§ Dataset rows
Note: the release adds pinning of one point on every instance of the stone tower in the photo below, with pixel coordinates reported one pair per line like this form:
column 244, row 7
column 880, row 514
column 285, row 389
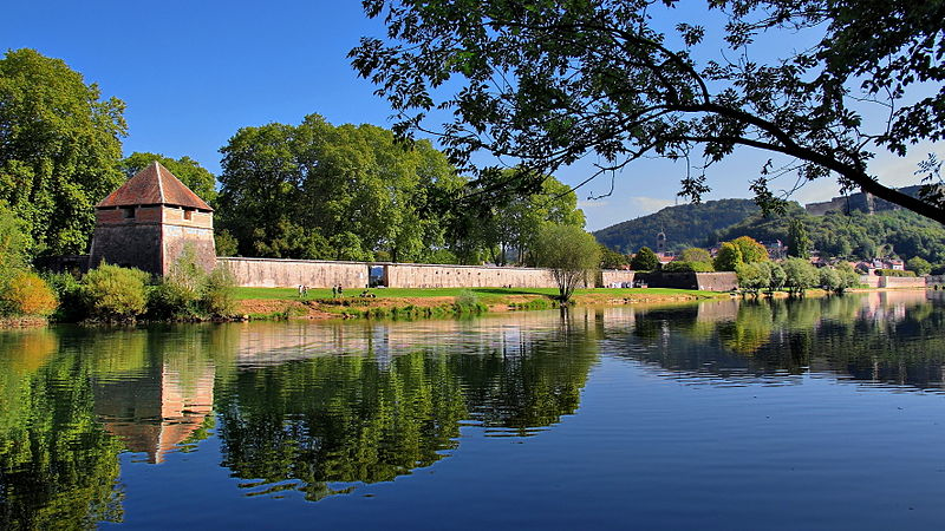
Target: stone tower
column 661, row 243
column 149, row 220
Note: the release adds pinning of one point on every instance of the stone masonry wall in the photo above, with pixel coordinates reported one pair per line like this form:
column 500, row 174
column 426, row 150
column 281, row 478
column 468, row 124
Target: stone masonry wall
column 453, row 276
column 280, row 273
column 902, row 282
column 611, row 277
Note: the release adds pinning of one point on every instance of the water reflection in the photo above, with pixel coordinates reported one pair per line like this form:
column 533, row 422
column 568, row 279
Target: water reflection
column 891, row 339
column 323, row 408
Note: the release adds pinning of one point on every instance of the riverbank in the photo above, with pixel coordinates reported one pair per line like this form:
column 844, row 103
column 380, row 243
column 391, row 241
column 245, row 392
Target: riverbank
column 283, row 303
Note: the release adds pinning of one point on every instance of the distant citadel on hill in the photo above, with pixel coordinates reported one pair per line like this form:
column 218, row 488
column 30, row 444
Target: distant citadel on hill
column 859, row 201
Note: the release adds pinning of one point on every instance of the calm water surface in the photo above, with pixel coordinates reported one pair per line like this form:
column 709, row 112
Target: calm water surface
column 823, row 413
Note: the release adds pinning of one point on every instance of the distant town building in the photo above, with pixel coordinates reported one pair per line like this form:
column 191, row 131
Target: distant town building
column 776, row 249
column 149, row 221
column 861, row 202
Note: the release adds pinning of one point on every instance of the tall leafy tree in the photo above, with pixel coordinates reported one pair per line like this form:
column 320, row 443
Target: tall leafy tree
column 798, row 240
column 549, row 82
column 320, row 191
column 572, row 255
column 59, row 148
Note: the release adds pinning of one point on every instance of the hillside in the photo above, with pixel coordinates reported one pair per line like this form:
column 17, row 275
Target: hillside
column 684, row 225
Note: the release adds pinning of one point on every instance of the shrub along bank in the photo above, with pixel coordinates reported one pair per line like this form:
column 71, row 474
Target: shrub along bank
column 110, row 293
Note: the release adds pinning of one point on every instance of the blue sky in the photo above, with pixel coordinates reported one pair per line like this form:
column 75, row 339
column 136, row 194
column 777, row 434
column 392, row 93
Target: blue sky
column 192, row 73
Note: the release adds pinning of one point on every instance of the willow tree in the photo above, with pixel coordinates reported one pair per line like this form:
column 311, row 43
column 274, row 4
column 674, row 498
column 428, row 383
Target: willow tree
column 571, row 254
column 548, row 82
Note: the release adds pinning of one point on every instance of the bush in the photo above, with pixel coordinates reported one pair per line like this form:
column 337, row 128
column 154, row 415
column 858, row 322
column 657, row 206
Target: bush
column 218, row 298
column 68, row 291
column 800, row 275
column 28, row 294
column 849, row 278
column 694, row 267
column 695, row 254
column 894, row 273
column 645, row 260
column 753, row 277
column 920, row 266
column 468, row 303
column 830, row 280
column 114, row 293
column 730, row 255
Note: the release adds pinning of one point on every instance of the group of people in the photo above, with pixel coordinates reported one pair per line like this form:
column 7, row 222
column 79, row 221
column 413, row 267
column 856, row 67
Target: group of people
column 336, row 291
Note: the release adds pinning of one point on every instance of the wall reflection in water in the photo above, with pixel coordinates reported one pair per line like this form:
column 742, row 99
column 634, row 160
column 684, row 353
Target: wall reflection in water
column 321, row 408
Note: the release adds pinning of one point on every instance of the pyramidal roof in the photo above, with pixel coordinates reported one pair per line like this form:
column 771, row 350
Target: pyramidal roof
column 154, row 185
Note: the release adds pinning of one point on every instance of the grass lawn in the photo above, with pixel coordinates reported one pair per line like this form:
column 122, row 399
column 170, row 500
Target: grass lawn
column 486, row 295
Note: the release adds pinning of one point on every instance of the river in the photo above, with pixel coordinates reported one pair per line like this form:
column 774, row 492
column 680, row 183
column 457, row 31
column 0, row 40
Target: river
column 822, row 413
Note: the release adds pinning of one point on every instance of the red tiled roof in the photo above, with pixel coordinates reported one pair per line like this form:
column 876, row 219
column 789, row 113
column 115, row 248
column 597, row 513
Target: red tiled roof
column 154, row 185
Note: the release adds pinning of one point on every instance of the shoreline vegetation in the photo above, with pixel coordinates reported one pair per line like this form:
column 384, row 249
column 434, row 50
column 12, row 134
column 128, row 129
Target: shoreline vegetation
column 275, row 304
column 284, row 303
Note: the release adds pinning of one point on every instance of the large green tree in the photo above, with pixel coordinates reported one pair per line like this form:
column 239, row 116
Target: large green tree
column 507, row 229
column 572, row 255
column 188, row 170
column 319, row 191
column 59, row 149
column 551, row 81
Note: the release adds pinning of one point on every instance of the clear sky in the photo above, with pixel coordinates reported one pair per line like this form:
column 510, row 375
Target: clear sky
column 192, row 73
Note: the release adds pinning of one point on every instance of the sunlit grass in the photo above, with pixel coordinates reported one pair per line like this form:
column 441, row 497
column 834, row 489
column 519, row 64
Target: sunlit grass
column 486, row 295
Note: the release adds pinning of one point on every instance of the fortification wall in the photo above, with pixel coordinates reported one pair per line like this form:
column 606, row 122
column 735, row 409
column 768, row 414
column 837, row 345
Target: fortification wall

§ Task to complete
Rewrite all of the items above, swapping "Target" for "Label" everywhere it occurs and keeping everything else as it is. Omit the pictures.

§ Expected answer
Note: the release adds pinning of one point on every instance of the stone tower in the photo below, with pixel coordinates reported one pair per line like this form:
column 244, row 7
column 880, row 514
column 285, row 389
Label: stone tower
column 661, row 243
column 149, row 220
Note: the release adds pinning of one point on every instance of the stone masonry wall in the photo above, with pixel coordinates reported one pair per line like this form:
column 500, row 174
column 426, row 150
column 281, row 478
column 468, row 124
Label: stone masonry wall
column 453, row 276
column 280, row 273
column 902, row 282
column 611, row 277
Note: the release adds pinning of one point on every instance of the water reflection in the photo above, with pixel coordinates reported one pair per line like this form:
column 533, row 422
column 568, row 279
Label: water reflection
column 891, row 339
column 323, row 408
Note: the release adds pinning of one point on every instance of the riverbank in the photo above, with pixel coordinates reported one pair per line like this form:
column 844, row 103
column 380, row 243
column 391, row 241
column 245, row 392
Label: riverbank
column 283, row 303
Note: the release adds pinning of one point on every instance of the distant citadel on hill in the photo above, with pixel coordinates reported one pair per line like this form:
column 218, row 488
column 30, row 444
Label: distant citadel on hill
column 859, row 201
Note: the release adds pinning of one point on every instance of the calm water surface in the photo above, with pixel coordinates reported one pair per line like this form:
column 709, row 112
Label: calm water surface
column 823, row 413
Note: the release adds pinning of one point on every instance of the distant town building in the photo above, with pixel coordinates reported one pair per line like this form:
column 191, row 131
Label: distant town building
column 776, row 249
column 149, row 221
column 861, row 202
Note: the release adds pinning of one point on every instance of the tall leafy tree in the photo above, with pixel coordinates reported one pair per line like this form:
column 320, row 443
Label: tall leafy tree
column 798, row 240
column 549, row 82
column 320, row 191
column 572, row 255
column 59, row 148
Note: the release adds pinning of one point on every instance of the hillside in the photo above, with pixel coordinates reported one pair per line like this form:
column 17, row 275
Label: hillside
column 684, row 225
Note: the release adds pinning of one point on every instance of the shrub along bank in the photo above, with pixel coordinates reported one pair per line like this form:
column 71, row 474
Label: shrub along bank
column 110, row 293
Note: the release adds pinning of one point on every instance of the blue sky in the photo above, with pixel coordinates reported one pair per line like this form:
column 75, row 339
column 136, row 194
column 777, row 434
column 392, row 93
Label: blue sky
column 192, row 73
Note: the release adds pinning of one point on every instance of the willow tree in the photo above, with pixel coordinates reported one pair per line like this form:
column 311, row 43
column 274, row 4
column 674, row 498
column 428, row 383
Label: willow tree
column 571, row 254
column 548, row 82
Note: the release adds pinning of one point on every instance of the bush in the photo above, with pixel coordinates reported one pair per line like this form:
column 337, row 128
column 154, row 415
column 858, row 322
column 657, row 206
Label: bush
column 218, row 298
column 68, row 291
column 800, row 275
column 28, row 294
column 849, row 278
column 694, row 267
column 695, row 254
column 894, row 273
column 645, row 260
column 753, row 277
column 920, row 266
column 468, row 303
column 830, row 280
column 114, row 293
column 730, row 255
Note: the release adds pinning of one point on every instance of the group of people in the photo above, with pixel coordinates reported one pair per line like this form:
column 7, row 222
column 79, row 221
column 413, row 267
column 856, row 67
Label: group of people
column 336, row 291
Note: the release adds pinning of one point on every instance of the wall reflection in water in the photo above, with pixel coordinates reported one pair per line like this form:
column 742, row 99
column 634, row 160
column 684, row 353
Label: wall reflection in water
column 321, row 408
Note: the release adds pinning of one point on every instance of the pyramidal roof in the photo above, with pixel coordinates reported one pair per line like this form:
column 771, row 350
Label: pyramidal roof
column 154, row 185
Note: the release adds pinning of one point on every instance of the grass lawn in the photo above, with pixel coordinates reported one pair per line like this form:
column 122, row 399
column 170, row 500
Label: grass lawn
column 486, row 295
Note: the release adds pinning of one point on every instance of the river in the photo above, with pixel coordinates reported one pair per line like this form:
column 774, row 492
column 680, row 183
column 457, row 31
column 0, row 40
Label: river
column 822, row 413
Note: the release adds pinning of one point on every instance of the red tiled roof in the photo above, with pixel coordinates reported one pair per line like this form:
column 876, row 219
column 789, row 113
column 115, row 248
column 597, row 513
Label: red tiled roof
column 154, row 185
Note: the release adds pinning of one point on every instance of the shoreline vegetation in the photo above, with pixel coordinates reported one pair per line like this form:
column 384, row 249
column 434, row 50
column 12, row 134
column 128, row 129
Label: shoreline vegetation
column 275, row 304
column 284, row 303
Note: the release adds pinning of one point on every instance of the large green tree in the photo above, with pixel coordinates reported one pair per line like this form:
column 239, row 116
Label: large green tree
column 507, row 229
column 572, row 255
column 188, row 170
column 319, row 191
column 59, row 149
column 551, row 81
Note: the release adds pinning of one point on every instance of the clear sky in the photo above, with pixel coordinates reported one pair per line like this form:
column 510, row 375
Label: clear sky
column 192, row 73
Note: the release adds pinning of one point on every instance of the sunlit grass in the photo above, with pixel coordinates reported one pair per line like this form:
column 441, row 497
column 834, row 489
column 519, row 64
Label: sunlit grass
column 486, row 295
Note: the release adds pinning of one point on every instance of the fortification wall in the photo above, with pixel coordinates reported one pair per line like this form:
column 606, row 122
column 735, row 409
column 768, row 414
column 837, row 345
Label: fortification wall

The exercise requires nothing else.